Nederland heeft meegedeeld dat de omschakeling in Petten van het gebruik van hoog- naar het minder proliferatiegevoelige laagverrijkte uranium flink vertraging heeft opgelopen. Het gaat nog jaren duren voor dit kernwapen materiaal niet meer gebruikt wordt bij de productie van medische isotopen in de reactor in Petten. Iets meer dan een jaar geleden, bij de Nuclear Security Summit in Den Haag, werd al duidelijk dat de deadline van 2015 niet gehaald zou worden. Nu wordt in een beleidsdocument meegedeeld dat de conversie niet eerder is afgerond dan eind 2017! Nederland heeft niet echt haast met nakomen van deze non-proliferatie belofte.
In een net gepubliceerd document voor de herzieningsconferentie van het Non-Proliferatie Verdrag (tegen de verspreiding van kernwapens die begin volgende maand begint in New York) worden alle punten opgesomd waarvan Nederland vindt dat ze het goed doet. Het document (Implementation of the action plan of the 2010 Review Conference of the Parties to the Treaty on the Non-Proliferation of Nuclear Weapons and previous Review Conference outcomes - Report submitted by the Netherlands) suggereert dat het gaat om de implementatie van de afspraken van de vorige herzieningsconferentie (2010). Dat zal voor een deel ook, maar het is vooral opdeborstklopperij.
Onder punt 35 lezen we:
“The Netherlands has started the process of conversion from highly enriched uranium to low-enriched uranium targets for the production of medical isotopes. Necessary modifications to the production line at the Molybdenum production Facility in Petten are being applied. The conversion is expected to be finalized by the end of 2017.”

--

Opdracht A:
Herhaal woordelijk het stuk uit de tekst over de uraniumconversie in Petten dat begint bij de woorden met "Nederland heeft meegedeeld" en eindigt bij "deze non-proliferatie belofte.".
Opdracht B:
Zet de tekst over de uraniumconversie in Petten voort na de laatste zin.

--

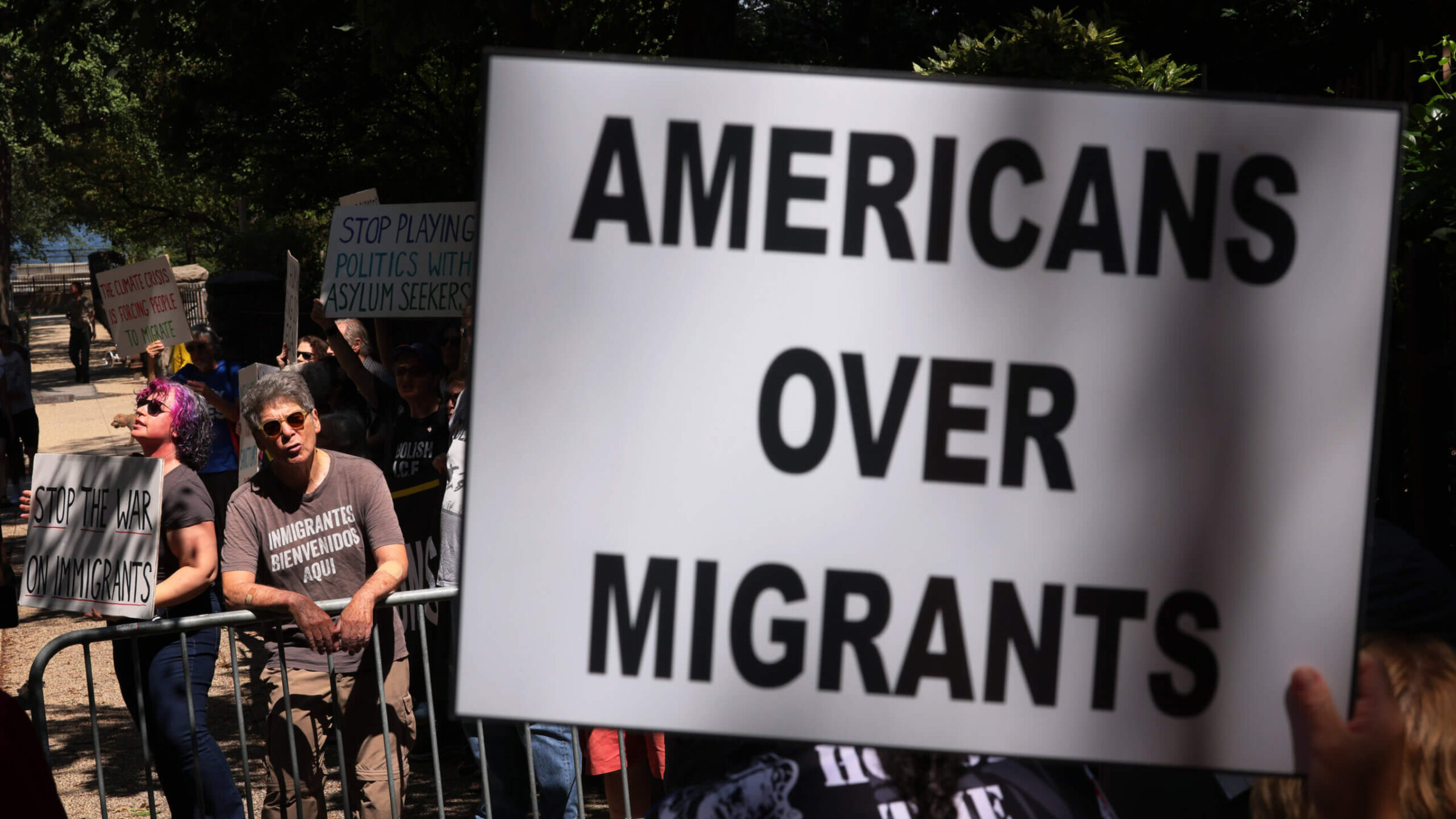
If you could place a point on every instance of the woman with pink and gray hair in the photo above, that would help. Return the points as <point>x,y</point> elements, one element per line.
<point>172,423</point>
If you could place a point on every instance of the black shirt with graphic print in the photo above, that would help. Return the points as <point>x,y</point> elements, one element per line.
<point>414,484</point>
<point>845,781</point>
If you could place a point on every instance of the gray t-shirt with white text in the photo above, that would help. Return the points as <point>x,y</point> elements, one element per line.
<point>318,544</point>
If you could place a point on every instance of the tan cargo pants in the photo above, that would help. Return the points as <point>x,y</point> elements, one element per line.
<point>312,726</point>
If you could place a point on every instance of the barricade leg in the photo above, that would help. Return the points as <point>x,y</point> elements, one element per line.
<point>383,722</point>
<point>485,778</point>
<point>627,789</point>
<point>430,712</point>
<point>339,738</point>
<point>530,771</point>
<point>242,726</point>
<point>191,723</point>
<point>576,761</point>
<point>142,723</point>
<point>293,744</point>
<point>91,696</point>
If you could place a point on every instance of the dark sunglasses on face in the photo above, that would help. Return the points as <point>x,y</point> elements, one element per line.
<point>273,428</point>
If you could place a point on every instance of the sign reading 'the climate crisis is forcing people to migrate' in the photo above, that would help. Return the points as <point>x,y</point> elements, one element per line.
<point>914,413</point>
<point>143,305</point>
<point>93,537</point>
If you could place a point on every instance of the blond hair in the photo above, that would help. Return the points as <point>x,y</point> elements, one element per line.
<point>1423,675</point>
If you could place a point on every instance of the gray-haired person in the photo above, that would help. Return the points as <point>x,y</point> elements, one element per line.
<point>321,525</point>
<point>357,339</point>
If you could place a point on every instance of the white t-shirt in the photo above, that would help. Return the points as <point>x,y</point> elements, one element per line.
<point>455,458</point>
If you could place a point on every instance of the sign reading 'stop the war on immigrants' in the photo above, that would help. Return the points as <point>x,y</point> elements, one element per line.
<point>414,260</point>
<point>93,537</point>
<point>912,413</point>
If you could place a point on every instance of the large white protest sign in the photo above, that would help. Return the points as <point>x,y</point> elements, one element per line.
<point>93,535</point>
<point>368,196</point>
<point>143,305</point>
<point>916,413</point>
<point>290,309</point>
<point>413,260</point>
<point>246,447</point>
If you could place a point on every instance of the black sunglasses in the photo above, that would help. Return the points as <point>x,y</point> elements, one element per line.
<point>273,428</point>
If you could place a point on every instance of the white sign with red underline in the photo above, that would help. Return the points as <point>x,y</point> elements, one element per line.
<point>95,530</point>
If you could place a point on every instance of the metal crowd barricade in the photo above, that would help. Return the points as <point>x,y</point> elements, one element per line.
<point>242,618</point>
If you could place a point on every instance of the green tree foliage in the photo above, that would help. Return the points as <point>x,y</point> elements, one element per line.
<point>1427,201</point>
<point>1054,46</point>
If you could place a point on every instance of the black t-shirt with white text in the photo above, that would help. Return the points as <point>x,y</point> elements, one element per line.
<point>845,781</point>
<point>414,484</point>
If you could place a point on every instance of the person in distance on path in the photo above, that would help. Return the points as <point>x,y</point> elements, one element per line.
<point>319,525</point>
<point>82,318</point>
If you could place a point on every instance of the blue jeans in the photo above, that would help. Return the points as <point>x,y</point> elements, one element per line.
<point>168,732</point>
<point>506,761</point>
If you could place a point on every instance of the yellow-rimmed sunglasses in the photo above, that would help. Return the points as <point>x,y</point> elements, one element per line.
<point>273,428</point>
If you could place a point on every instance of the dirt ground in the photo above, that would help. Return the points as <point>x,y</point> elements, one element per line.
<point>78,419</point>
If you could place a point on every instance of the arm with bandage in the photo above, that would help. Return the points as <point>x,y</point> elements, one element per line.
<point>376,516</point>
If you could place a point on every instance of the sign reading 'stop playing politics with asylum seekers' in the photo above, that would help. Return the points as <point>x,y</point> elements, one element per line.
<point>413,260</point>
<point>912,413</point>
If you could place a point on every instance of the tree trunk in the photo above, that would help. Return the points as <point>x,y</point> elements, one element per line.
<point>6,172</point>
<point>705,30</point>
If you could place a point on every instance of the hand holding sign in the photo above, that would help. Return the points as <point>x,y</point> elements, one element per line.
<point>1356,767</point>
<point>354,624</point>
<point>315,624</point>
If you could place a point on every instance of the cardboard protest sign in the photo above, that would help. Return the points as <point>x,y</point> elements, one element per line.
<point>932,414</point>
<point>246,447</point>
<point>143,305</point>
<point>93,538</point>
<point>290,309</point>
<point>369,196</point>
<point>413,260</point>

--

Antwoord A:
Nederland heeft meegedeeld dat de omschakeling in Petten van het gebruik van hoog- naar het minder proliferatiegevoelige laagverrijkte uranium flink vertraging heeft opgelopen. Het gaat nog jaren duren voor dit kernwapen materiaal niet meer gebruikt wordt bij de productie van medische isotopen in de reactor in Petten. Iets meer dan een jaar geleden, bij de Nuclear Security Summit in Den Haag, werd al duidelijk dat de deadline van 2015 niet gehaald zou worden. Nu wordt in een beleidsdocument meegedeeld dat de conversie niet eerder is afgerond dan eind 2017! Nederland heeft niet echt haast met nakomen van deze non-proliferatie belofte.

Antwoord B:
Nederland zal de deadline voor de omschakeling van hoog (HEU) naar laag verrijkt uranium (LEU) dus weer niet gaan halen. En dat is echt niet om dat het heel snel moet. Bij de Nuclear Security Summit in Seoul (2012) was Nederland onder zware druk gezet om om te schakelen. Want eigenlijk was NRG helemaal niet meer van plan om de HFR geschikt te maken voor LEU-targets. Targets zijn kleine plaatjes met daarop hoogverrijkt uranium (99% splijtbaar uranium235) die in de reactor worden gestopt. Daarmee wordt vooral molybdeen-99 gemaakt, de ouderisotoop van technetium-99m, en dat is dan weer de meest gebruikte medische isotoop.
NRG wilde oorspronkelijk pas laagverrijkt uranium targets in de beoogde opvolger van de HFR (de Pallas) gaan gebruiken. Maar, zoals gezegd, onder zware druk van vooral de VS werd in 2012 afgesproken dat in 2015 de omschakeling naar LEU-targets moest worden voltooid. Maar vlak voor de NSS in Den Haag werd duidelijk dat die deadline niet gehaald werd. Een afgang ( “a grave embarrassment“) schreven vooraanstaande internationale non-proliferatie-experts aan minister Timmermans (Buitenlandse Zaken en voorzitter van de NSS). Toen werd duidelijk dat tot 2017 nog HEU gebruikt zou worden, nu, nauwelijks een jaar later, is die conversie dus ook al weer een jaar uitgesteld.
Deze trage omschakeling roept een déjà vu gevoel op met de conversie van de kernbrandstof van de HFR. Al in 1984 riep de VS Nederland op om hun kernbrandstof in de kernreactor om te zetten van HEU naar LEU. Ook toen duurde het heel lang voordat Nederland daar gehoor aan gaf. In 1992 stopten de VS zelfs met de levering van HEU. Toch was dat nog geen reden om de omschakeling naar laagverrijkt uranium door te zetten. In 1996 werd zelfs overwogen om hoogverrijkt uranium uit Rusland te importeren. Pas in het najaar van 1999 werd duidelijk dat de HFR ging overschakelen naar laagverrijkt uranium. Een proces dat nog tot 2006 zou duren.